### Recorded data
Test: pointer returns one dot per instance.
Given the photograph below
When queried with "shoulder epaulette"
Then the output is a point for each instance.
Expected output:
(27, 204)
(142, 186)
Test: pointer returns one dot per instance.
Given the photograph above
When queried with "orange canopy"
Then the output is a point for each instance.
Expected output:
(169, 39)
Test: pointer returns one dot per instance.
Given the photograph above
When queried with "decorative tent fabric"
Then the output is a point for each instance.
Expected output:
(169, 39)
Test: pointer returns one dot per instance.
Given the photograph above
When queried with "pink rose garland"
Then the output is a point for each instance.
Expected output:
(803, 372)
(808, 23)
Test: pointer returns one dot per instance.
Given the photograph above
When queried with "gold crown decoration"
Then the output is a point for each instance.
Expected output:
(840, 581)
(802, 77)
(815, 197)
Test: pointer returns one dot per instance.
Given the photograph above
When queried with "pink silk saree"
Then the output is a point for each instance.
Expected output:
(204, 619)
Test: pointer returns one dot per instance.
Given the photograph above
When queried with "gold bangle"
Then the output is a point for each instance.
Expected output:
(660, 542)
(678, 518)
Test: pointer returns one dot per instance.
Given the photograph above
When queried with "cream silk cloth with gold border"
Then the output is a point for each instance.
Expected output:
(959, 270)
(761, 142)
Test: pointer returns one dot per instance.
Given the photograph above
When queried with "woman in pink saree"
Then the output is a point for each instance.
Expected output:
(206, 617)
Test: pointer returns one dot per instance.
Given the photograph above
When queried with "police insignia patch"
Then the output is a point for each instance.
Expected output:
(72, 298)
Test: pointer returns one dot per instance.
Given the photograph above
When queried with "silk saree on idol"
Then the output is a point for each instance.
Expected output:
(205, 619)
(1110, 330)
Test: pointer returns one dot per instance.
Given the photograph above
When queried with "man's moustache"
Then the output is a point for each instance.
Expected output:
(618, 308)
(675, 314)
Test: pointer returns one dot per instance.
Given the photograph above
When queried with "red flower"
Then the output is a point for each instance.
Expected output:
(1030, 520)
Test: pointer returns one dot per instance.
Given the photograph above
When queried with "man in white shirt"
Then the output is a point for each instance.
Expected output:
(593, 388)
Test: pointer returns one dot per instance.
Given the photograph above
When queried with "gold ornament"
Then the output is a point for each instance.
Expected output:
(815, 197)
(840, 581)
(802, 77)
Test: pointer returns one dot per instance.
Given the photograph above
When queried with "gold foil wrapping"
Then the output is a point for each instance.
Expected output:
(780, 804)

### To be done
Pick out each line in the rows above that contains the word "saree", and copy those lines.

### Output for this task
When queried with "pink silk saree"
When queried with "woman in pink saree"
When queried with "silk saree on idol"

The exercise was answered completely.